§ Passage provided
LaTeX note 1: how to draw B+ tree w/ TikZ

As promised, I should have updated here much more frequently. Well… things are sort of going out of control since I’ve started my grad journey. Anyways, I’m so ecstatic when getting a B+ tree straight out from LaTeX like this one below!!

I learned a great deal from this post but the B+ tree code provided does not resemble with the ones in the lecture notes (see an example below). That’s the ONLY post that I found online that talks about how to draw B+ tree in LaTeX. I’m aware that other talented people have also worked on this and provided .sty packages, but unfortunately that’s too much work and not for me 🙂 So here we go! A simple hands-on instruction on LaTeX B+ tree with TikZ!

§ Data excerpt
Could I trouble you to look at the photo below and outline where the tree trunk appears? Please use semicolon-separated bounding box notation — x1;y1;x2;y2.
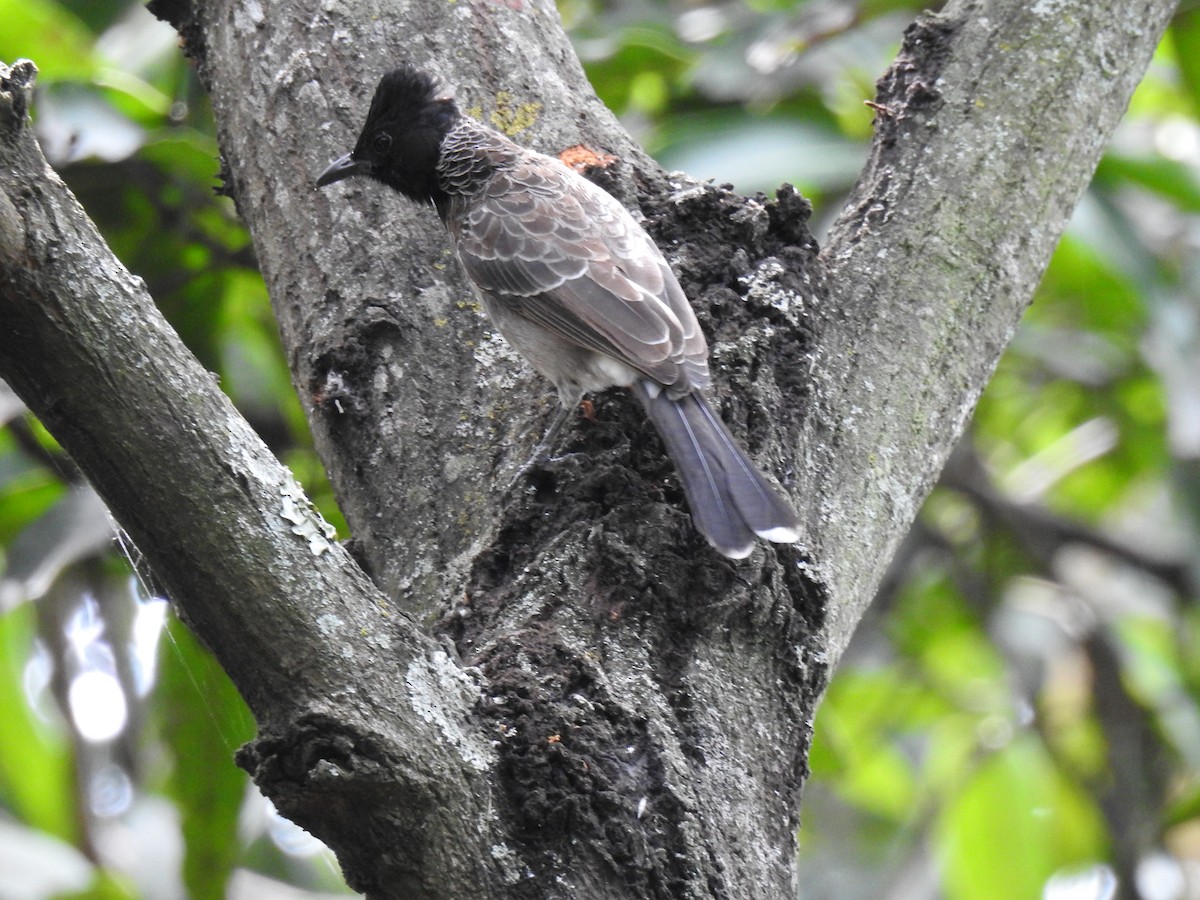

§ Task instructions
1 - According to the B+ tree note, why does the writer decline to use the .sty packages that others have provided?
2 - State whether each statement agrees with the B+ tree note, and support each answer with the deciding words of the text.
(a) The B+ tree code in the post the writer learned from matched the ones in the lecture notes.
(b) The writer has begun graduate study.
(c) The writer has been updating the page frequently.

§ Final answers
1 - The writer considers them too much work.

2 -
(a) No: "the B+ tree code provided does not resemble with the ones in the lecture notes"
(b) Yes: "since I’ve started my grad journey"
(c) No: "I should have updated here much more frequently"